*Short exercise*. Please rewrite everything from the line containing "Practice step: pin every instance of the grey" down to the line containing "[(909, 634), (1121, 336)]", replacing "Target" with "Label" and leaving all else in those lines unchanged.

* START *

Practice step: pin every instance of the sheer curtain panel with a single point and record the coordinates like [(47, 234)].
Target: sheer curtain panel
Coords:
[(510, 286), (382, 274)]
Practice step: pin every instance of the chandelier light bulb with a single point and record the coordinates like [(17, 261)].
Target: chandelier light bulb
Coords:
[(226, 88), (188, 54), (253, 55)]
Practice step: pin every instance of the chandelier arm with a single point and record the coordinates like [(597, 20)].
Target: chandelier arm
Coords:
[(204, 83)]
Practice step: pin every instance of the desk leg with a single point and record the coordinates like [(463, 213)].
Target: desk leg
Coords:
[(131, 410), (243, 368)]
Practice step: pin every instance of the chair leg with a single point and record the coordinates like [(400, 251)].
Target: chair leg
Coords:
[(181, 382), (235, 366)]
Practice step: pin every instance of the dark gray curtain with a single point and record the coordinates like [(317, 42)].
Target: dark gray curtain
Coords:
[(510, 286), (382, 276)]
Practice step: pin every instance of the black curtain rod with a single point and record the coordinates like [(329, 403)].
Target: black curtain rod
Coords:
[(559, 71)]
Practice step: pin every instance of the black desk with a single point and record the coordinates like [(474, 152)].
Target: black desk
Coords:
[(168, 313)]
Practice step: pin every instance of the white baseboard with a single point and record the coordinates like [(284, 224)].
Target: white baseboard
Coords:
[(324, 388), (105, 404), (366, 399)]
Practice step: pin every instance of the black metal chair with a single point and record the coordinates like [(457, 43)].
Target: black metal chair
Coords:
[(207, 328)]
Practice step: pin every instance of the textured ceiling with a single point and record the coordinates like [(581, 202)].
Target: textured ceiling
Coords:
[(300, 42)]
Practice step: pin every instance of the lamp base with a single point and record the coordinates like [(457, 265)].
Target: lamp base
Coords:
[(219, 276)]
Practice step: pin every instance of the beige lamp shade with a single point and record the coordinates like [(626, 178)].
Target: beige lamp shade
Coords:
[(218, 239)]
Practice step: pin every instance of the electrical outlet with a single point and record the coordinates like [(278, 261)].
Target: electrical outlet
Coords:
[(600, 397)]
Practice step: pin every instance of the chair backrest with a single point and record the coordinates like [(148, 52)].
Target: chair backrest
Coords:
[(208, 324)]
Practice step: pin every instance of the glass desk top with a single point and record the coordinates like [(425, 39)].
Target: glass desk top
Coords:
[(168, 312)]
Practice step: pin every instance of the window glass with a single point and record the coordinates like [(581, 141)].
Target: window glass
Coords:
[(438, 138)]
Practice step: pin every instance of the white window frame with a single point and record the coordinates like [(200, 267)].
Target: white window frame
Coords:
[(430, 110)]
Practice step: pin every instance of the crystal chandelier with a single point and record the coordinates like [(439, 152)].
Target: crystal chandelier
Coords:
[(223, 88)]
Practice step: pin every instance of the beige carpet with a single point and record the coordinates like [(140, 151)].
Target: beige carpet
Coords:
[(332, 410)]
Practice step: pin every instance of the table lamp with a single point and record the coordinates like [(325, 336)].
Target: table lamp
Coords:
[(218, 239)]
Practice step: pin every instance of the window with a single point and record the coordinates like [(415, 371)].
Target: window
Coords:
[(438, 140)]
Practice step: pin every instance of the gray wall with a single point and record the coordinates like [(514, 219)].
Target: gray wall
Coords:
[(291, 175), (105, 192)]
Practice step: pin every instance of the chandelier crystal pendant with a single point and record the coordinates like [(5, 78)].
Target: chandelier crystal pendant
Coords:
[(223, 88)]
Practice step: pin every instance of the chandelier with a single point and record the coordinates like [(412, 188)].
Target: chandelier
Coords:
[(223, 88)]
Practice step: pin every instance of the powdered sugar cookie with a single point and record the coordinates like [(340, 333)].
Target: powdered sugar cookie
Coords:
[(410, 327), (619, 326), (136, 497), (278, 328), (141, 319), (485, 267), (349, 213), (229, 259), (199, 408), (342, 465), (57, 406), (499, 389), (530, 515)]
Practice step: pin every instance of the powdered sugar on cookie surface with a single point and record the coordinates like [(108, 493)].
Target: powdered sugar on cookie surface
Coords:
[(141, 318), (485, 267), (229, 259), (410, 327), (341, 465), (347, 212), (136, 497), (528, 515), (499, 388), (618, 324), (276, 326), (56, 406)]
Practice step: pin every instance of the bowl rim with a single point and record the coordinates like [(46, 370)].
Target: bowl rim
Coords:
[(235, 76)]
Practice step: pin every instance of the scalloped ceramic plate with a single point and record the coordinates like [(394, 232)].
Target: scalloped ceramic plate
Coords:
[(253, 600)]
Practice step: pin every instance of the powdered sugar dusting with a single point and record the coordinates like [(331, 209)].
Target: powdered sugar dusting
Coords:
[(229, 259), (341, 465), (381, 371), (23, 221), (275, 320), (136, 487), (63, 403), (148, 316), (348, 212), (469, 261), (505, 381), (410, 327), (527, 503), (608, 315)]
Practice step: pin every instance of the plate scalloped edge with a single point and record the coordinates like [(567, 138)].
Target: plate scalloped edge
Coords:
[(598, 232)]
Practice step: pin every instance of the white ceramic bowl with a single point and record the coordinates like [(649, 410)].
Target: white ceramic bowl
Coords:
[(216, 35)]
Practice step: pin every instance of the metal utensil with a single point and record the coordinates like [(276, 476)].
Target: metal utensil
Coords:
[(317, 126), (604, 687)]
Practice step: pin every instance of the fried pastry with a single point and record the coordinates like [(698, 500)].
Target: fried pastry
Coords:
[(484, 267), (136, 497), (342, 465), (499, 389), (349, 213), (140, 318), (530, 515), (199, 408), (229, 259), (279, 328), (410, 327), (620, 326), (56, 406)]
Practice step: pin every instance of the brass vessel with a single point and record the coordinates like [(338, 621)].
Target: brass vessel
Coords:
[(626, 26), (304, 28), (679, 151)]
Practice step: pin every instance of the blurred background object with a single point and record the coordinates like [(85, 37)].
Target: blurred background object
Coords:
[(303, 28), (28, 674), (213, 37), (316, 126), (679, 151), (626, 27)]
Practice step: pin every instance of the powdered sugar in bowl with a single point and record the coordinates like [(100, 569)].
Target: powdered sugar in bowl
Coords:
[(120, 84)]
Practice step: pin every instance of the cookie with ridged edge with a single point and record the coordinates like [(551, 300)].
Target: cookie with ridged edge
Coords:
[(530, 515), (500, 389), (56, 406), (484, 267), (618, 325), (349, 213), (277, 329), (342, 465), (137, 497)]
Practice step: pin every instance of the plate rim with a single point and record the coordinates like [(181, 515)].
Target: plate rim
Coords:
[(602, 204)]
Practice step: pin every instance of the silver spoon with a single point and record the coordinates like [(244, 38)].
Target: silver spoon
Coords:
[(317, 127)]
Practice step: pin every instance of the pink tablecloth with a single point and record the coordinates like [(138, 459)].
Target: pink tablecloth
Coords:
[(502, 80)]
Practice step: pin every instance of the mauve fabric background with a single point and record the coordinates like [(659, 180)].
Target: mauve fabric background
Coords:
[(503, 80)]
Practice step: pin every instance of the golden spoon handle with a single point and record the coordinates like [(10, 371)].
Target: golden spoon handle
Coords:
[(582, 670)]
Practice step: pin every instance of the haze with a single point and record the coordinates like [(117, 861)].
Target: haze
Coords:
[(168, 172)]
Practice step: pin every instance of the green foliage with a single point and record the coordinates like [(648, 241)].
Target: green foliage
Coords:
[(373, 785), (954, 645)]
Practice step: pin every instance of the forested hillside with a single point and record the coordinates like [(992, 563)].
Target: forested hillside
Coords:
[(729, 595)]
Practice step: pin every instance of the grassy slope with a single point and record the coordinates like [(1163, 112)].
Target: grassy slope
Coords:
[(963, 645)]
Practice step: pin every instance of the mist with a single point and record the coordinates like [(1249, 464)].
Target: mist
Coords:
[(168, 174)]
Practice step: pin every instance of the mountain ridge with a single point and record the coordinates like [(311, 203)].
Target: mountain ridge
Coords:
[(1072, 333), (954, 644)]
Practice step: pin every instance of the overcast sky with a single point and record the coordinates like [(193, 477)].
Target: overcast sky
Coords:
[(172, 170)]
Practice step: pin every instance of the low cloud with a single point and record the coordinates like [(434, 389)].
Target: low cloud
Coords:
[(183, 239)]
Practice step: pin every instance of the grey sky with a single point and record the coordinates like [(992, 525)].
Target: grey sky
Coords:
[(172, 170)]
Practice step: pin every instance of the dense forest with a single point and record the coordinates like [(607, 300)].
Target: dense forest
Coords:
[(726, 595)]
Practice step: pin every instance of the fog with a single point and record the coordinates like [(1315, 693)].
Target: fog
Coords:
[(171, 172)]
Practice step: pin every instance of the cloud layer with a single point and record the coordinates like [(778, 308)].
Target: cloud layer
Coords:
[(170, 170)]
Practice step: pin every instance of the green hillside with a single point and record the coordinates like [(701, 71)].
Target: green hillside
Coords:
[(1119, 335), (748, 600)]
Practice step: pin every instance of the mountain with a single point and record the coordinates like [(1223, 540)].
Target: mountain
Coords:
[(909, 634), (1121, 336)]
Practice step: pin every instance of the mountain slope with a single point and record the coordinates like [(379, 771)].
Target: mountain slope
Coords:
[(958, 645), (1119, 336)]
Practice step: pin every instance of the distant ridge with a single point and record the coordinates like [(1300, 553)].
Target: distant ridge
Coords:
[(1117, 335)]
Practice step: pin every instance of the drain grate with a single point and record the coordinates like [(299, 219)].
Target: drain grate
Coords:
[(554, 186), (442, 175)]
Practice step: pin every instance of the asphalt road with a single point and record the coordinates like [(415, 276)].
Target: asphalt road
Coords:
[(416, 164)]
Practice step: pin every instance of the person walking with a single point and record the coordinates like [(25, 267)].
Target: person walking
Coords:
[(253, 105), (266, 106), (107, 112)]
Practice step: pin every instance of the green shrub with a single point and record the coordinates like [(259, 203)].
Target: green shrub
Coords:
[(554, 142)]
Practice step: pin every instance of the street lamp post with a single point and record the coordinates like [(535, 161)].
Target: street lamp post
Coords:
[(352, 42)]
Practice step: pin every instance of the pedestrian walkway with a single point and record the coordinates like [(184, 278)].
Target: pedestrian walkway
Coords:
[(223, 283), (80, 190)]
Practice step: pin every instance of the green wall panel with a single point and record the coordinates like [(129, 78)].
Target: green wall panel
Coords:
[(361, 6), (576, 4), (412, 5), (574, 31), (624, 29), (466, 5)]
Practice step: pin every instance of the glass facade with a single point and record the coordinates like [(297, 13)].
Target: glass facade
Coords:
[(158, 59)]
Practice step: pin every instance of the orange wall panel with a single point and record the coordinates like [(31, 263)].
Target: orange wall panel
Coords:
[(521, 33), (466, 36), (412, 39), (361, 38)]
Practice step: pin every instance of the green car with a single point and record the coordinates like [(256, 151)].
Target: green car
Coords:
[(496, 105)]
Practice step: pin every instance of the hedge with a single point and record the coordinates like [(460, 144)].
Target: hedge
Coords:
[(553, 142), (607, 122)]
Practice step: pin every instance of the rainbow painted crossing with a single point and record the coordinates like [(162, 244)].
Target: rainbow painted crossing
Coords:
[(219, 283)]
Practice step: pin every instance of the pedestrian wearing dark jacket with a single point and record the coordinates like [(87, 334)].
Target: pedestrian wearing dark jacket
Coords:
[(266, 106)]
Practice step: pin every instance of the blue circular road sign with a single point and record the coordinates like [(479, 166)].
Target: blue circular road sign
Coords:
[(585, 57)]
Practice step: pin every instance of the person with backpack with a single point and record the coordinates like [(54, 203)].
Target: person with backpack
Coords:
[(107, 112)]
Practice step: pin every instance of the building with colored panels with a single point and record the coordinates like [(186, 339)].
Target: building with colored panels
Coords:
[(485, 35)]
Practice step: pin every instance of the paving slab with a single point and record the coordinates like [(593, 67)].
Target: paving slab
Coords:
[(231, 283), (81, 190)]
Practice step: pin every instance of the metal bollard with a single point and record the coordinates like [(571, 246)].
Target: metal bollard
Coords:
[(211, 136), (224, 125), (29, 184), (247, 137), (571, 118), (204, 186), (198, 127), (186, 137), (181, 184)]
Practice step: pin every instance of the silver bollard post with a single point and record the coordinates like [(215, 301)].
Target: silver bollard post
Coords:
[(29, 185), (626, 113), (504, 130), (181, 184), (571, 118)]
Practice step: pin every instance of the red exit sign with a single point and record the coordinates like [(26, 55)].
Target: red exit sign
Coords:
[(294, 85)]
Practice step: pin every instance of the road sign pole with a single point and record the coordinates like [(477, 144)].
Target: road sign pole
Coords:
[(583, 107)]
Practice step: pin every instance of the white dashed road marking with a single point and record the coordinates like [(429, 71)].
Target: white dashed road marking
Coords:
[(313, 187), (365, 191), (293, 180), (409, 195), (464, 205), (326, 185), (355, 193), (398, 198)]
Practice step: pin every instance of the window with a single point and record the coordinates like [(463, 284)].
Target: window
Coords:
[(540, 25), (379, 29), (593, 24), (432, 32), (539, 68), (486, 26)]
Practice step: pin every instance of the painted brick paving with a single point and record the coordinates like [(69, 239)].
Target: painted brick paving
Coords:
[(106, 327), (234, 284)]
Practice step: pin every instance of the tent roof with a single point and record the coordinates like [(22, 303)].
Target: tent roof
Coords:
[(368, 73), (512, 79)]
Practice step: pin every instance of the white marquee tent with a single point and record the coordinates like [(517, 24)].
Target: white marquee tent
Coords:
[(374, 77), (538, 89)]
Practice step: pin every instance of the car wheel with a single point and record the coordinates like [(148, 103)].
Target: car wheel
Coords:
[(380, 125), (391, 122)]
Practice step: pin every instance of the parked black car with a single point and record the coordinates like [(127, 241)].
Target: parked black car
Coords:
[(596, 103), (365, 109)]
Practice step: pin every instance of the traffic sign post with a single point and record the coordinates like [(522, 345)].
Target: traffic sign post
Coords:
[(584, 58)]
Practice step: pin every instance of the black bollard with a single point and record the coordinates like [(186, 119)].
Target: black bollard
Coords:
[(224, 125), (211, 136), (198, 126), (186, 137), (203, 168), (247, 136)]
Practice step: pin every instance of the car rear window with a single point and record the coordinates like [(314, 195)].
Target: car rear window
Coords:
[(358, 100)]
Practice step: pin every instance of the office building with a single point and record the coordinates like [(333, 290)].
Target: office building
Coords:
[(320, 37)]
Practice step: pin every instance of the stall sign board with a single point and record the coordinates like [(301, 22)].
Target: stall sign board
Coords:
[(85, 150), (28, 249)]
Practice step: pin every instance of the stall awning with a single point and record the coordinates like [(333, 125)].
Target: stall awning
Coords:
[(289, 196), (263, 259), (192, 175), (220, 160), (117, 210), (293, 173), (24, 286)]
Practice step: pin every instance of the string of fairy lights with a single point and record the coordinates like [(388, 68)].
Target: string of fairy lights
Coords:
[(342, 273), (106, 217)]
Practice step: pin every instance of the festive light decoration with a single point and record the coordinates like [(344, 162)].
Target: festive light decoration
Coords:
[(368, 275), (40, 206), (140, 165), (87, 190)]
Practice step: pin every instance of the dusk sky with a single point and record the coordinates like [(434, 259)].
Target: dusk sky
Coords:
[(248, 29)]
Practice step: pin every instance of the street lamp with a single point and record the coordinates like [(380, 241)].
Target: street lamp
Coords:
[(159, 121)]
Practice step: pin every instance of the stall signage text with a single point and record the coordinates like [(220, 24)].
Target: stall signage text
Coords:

* END *

*The completed task*.
Practice step: pin every instance of the grey sky with a single point and record the coordinates like [(992, 525)].
Label: grey sky
Coords:
[(172, 170)]
Practice step: pin every instance of the dense forest with a single point and record the coordinates like [(607, 300)].
Label: dense forest
Coords:
[(726, 595)]
Practice step: pin every instance of the fog with a single point and record the coordinates like [(1315, 693)].
Label: fog
Coords:
[(171, 172)]
Practice step: pin every instance of the cloud layer with a single point and record the coordinates like [(778, 308)].
Label: cloud layer
Coords:
[(170, 170)]
Practice step: pin every instance of the green hillside with a single point and record the coordinates like [(701, 71)].
Label: green hillside
Coords:
[(1119, 335), (748, 600)]
Practice step: pin every instance of the mountain with a single point and record the coordinates like [(1223, 540)].
Label: mountain
Coords:
[(909, 634), (1121, 336)]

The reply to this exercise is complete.